RAW RECORDS >>
>> Begin
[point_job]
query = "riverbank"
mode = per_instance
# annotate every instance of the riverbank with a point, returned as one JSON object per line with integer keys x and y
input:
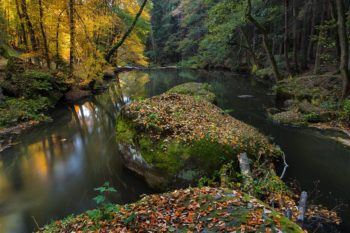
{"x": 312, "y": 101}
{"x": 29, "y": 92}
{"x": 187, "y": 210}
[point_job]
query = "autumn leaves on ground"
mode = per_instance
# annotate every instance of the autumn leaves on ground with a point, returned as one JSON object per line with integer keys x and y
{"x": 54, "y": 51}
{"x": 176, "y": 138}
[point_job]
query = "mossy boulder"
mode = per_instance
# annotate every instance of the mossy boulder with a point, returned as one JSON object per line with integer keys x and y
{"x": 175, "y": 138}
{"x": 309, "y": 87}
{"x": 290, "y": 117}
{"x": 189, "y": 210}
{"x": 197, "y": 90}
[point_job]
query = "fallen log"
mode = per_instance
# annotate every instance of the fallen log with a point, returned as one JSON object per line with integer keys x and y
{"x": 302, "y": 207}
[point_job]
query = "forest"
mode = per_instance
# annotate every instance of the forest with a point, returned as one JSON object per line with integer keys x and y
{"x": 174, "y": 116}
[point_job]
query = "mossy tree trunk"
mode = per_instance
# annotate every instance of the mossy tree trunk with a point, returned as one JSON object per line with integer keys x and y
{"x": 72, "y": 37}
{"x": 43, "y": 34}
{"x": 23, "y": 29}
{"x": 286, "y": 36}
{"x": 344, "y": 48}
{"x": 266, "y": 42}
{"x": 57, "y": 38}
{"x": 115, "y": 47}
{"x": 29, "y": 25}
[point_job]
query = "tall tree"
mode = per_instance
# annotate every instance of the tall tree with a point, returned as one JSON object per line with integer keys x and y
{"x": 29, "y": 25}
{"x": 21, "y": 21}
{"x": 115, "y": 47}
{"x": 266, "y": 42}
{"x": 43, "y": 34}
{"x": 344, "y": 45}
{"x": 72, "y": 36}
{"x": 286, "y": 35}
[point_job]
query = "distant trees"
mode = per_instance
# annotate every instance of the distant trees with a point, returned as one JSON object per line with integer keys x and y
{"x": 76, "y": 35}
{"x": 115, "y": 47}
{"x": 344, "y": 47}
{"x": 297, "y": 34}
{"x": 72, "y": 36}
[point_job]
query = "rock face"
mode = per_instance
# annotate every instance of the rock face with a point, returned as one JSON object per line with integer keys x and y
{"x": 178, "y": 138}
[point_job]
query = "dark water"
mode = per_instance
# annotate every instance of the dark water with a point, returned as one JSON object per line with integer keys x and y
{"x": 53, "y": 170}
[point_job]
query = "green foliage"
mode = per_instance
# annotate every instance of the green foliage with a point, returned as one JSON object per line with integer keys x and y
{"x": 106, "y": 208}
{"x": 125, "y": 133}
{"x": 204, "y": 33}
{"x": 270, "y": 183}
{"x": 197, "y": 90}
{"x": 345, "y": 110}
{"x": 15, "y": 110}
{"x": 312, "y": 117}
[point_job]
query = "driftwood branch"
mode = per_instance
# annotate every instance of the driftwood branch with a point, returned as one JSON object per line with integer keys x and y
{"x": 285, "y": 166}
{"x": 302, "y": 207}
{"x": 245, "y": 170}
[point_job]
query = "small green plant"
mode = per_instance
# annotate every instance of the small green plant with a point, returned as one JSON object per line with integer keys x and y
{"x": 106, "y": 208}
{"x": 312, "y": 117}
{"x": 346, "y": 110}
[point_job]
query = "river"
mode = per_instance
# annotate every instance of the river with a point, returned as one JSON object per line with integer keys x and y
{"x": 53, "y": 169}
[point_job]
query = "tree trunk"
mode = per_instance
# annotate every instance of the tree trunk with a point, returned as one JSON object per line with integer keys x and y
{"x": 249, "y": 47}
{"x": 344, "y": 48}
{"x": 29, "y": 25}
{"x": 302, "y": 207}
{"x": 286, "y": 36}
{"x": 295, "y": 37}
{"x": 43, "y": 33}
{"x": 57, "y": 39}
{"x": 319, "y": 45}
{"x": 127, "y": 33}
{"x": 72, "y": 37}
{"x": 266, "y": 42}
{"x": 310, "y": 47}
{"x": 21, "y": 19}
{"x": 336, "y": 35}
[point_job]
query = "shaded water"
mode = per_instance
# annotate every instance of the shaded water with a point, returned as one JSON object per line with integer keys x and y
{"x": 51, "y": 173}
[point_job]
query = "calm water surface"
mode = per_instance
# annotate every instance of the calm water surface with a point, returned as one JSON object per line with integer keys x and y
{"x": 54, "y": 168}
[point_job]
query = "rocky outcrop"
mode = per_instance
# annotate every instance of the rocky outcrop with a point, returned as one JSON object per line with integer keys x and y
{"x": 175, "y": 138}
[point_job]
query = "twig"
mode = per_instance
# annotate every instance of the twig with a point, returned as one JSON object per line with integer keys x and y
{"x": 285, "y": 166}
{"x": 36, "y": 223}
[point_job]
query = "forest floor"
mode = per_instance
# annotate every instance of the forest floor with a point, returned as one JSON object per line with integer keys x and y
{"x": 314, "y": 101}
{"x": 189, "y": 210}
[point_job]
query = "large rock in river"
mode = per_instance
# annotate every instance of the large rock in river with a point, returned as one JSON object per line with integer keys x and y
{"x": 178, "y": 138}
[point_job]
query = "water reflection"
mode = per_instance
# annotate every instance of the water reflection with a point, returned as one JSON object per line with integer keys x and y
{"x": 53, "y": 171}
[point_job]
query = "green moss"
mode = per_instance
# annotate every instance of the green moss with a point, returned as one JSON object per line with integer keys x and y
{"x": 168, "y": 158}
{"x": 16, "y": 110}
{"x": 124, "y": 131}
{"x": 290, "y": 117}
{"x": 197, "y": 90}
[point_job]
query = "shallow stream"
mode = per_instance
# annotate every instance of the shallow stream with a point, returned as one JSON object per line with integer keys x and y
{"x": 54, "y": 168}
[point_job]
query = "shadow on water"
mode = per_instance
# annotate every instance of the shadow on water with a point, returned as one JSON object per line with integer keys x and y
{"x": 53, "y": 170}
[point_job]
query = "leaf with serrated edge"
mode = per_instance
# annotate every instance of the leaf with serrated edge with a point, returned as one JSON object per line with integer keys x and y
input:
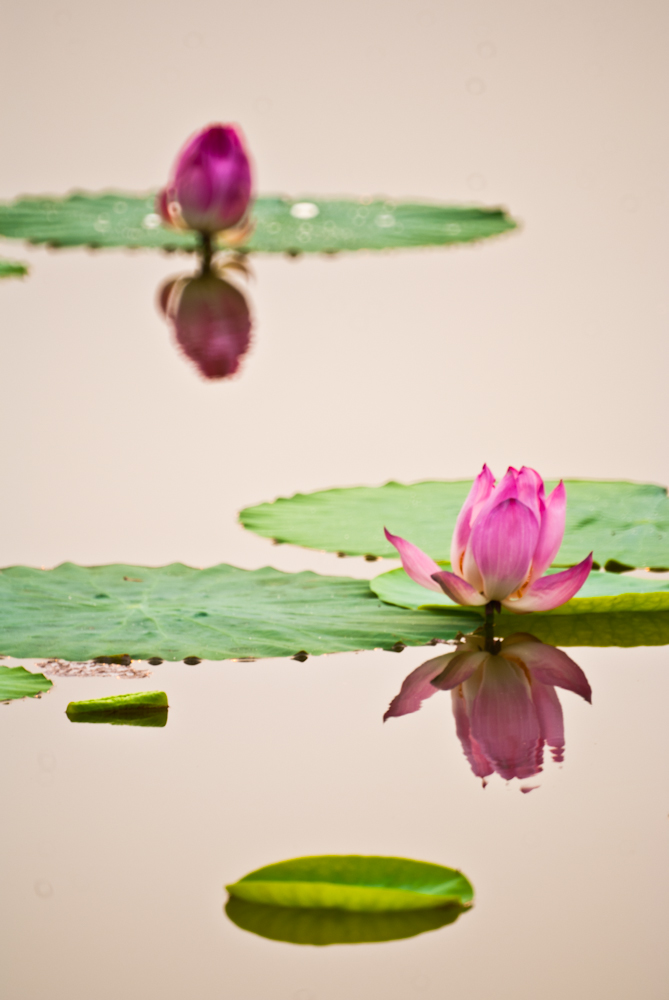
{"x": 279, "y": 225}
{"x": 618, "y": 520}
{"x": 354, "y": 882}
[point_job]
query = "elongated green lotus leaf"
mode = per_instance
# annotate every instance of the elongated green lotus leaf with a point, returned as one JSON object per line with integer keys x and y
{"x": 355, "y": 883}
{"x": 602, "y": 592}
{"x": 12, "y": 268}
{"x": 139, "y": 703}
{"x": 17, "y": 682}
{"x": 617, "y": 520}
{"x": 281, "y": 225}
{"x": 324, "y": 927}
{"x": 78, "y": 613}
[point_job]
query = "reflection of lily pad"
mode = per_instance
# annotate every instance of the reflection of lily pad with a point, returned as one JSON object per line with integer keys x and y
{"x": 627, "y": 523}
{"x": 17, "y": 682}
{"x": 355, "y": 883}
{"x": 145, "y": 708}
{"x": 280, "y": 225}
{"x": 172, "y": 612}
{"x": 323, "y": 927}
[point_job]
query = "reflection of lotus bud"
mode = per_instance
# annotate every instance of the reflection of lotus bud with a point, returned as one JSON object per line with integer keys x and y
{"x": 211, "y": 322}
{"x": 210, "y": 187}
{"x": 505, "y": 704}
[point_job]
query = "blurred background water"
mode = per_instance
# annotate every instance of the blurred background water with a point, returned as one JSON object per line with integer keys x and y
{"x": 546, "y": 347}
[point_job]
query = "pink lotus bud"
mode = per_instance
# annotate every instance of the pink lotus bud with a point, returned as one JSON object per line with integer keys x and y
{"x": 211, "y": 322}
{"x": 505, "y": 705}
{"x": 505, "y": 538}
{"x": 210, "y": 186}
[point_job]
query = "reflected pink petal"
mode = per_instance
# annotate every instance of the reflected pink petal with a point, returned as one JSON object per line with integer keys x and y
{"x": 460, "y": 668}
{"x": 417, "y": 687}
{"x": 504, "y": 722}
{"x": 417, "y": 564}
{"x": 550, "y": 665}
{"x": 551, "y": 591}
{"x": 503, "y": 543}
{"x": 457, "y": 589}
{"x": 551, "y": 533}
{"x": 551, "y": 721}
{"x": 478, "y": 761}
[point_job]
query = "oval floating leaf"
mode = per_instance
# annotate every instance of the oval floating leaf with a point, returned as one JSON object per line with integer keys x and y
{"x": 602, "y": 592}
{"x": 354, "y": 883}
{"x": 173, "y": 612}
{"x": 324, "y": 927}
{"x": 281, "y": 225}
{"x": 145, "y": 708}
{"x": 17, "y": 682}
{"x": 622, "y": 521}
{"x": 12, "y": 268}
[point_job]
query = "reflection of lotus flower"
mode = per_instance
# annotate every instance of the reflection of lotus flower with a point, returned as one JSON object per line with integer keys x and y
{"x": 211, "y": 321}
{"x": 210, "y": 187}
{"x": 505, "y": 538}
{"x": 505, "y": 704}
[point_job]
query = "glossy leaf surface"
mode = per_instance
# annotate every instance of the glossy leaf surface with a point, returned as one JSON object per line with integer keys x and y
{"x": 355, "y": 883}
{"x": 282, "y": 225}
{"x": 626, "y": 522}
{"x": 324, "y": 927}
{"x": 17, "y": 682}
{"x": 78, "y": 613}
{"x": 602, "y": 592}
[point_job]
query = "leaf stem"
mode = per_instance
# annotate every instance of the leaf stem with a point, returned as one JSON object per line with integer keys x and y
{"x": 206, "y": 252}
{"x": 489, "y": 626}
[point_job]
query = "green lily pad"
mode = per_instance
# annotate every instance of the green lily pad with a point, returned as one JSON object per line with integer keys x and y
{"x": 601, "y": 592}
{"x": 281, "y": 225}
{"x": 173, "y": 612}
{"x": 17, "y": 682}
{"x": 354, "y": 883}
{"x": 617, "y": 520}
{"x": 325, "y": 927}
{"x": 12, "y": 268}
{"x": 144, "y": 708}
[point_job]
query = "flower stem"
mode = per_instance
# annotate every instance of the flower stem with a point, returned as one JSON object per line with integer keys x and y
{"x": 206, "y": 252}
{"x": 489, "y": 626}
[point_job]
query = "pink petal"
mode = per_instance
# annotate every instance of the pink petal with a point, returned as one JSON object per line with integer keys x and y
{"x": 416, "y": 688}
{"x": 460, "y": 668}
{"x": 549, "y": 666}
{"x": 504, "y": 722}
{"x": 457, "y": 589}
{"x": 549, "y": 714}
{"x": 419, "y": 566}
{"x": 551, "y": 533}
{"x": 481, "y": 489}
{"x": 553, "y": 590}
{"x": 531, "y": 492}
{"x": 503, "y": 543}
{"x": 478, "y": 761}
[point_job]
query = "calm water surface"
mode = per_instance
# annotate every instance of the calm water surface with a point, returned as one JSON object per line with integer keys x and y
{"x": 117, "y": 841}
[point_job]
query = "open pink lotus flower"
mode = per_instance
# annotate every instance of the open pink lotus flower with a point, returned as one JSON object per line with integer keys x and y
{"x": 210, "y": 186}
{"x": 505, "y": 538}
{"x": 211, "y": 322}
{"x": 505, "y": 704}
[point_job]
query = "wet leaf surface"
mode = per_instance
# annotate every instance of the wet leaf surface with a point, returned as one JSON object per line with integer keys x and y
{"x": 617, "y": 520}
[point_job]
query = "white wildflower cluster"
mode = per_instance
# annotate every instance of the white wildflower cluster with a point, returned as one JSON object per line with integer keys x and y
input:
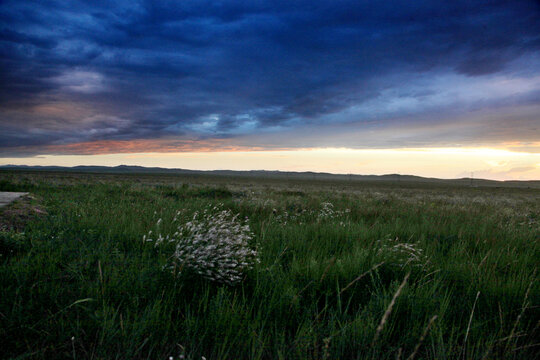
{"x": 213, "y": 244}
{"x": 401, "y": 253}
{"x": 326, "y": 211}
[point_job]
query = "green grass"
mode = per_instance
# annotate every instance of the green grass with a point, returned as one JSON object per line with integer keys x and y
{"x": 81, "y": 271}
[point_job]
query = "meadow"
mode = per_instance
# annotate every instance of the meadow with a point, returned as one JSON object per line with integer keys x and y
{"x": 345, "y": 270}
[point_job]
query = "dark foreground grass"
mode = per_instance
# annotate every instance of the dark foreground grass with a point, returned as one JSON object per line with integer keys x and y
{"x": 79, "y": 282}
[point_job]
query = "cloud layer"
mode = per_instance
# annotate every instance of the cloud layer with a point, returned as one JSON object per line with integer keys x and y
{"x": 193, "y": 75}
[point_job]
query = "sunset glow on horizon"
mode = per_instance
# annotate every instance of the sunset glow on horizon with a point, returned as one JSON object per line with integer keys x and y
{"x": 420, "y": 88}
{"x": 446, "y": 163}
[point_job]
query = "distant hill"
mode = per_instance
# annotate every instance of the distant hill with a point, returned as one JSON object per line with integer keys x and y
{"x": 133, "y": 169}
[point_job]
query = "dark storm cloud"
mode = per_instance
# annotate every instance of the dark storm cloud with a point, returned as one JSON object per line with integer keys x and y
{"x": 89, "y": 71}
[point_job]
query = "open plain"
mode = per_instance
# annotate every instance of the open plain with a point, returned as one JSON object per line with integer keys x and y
>> End
WHAT YOU NEED TO DO >> Return every line of the entries above that contains the string "petal", matching case exactly.

THE SOLUTION >>
query = "reflected pink petal"
# annotate every instance of the reflected pink petal with a point, returned as one JSON object per line with integer keys x and y
query = "pink petal"
# annotate every instance of the pink petal with a point, returned as one JSON object per line with integer keys x and y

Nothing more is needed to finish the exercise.